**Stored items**
** START **

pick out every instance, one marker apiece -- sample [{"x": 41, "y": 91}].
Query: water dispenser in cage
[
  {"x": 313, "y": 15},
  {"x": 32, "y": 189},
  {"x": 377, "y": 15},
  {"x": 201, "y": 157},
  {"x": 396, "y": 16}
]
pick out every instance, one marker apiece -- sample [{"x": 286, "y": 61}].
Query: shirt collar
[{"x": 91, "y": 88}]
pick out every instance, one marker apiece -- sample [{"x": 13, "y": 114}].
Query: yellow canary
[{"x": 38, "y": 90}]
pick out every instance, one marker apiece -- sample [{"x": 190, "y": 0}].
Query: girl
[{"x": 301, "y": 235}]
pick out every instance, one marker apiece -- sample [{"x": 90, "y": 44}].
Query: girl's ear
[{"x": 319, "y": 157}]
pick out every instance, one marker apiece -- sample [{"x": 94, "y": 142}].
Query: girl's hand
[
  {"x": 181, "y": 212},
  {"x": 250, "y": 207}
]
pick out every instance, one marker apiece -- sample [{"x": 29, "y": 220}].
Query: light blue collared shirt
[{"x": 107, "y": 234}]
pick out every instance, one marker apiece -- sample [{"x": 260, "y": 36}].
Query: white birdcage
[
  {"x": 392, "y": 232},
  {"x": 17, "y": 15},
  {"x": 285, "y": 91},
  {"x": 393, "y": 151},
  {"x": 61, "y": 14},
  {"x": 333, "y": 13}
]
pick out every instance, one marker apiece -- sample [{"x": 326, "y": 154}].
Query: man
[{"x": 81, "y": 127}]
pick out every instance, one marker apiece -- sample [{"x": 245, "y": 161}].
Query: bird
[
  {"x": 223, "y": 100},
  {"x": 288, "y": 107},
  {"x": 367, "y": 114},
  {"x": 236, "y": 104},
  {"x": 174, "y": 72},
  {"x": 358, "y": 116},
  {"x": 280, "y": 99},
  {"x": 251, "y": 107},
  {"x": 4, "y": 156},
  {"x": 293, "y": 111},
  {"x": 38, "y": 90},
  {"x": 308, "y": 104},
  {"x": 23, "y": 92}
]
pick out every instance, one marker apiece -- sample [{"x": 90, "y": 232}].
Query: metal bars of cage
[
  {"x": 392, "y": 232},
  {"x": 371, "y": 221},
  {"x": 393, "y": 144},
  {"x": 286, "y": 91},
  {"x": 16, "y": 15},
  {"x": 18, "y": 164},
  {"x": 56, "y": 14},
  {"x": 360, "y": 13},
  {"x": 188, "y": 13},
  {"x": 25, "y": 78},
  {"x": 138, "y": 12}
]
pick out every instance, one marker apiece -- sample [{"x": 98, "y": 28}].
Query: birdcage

** END **

**What the task asks**
Copy out all of the records above, character for character, with nothing changed.

**Solution to the exercise**
pick out every instance, one marker apiece -- sample [{"x": 41, "y": 91}].
Query: water dispenser in cage
[
  {"x": 313, "y": 15},
  {"x": 32, "y": 189},
  {"x": 377, "y": 15},
  {"x": 201, "y": 157},
  {"x": 396, "y": 16}
]
pick out every instance, one marker apiece -- sample [{"x": 286, "y": 61}].
Query: shirt collar
[{"x": 91, "y": 88}]
pick out every instance, one marker apiece -- sample [{"x": 13, "y": 114}].
Query: yellow canary
[{"x": 38, "y": 90}]
pick out every instance, one marker apiece -- sample [{"x": 190, "y": 0}].
Query: girl
[{"x": 301, "y": 235}]
pick out every instance, one marker apiece -- sample [{"x": 90, "y": 44}].
Query: girl's ear
[{"x": 319, "y": 157}]
pick out every instance, one marker apiece -- sample [{"x": 94, "y": 142}].
Query: girl's hand
[
  {"x": 181, "y": 212},
  {"x": 250, "y": 207}
]
pick out every instance, one marker apiece -- sample [{"x": 29, "y": 220}].
Query: light blue collared shirt
[{"x": 107, "y": 234}]
pick out every instance, one marker apiece -- sample [{"x": 260, "y": 36}].
Query: white birdcage
[
  {"x": 392, "y": 232},
  {"x": 17, "y": 15},
  {"x": 285, "y": 91},
  {"x": 393, "y": 151},
  {"x": 61, "y": 14},
  {"x": 333, "y": 13}
]
pick out every instance, one marker apiece -- sample [{"x": 326, "y": 154}].
Query: man
[{"x": 81, "y": 127}]
pick out every instance, one marker apiece -- sample [{"x": 245, "y": 161}].
Query: bird
[
  {"x": 223, "y": 100},
  {"x": 288, "y": 107},
  {"x": 367, "y": 114},
  {"x": 236, "y": 104},
  {"x": 174, "y": 72},
  {"x": 358, "y": 116},
  {"x": 280, "y": 99},
  {"x": 251, "y": 107},
  {"x": 4, "y": 156},
  {"x": 293, "y": 111},
  {"x": 38, "y": 90},
  {"x": 308, "y": 104},
  {"x": 23, "y": 92}
]
pick out every instance, one marker apiece -- sample [{"x": 90, "y": 232}].
Query: metal bars of cage
[
  {"x": 392, "y": 232},
  {"x": 371, "y": 221},
  {"x": 393, "y": 144},
  {"x": 286, "y": 91},
  {"x": 16, "y": 15},
  {"x": 18, "y": 164},
  {"x": 56, "y": 14},
  {"x": 360, "y": 13},
  {"x": 188, "y": 13},
  {"x": 25, "y": 78},
  {"x": 138, "y": 12}
]
pick out every instance, one marker apiece -- sample [{"x": 98, "y": 28}].
Query: birdcage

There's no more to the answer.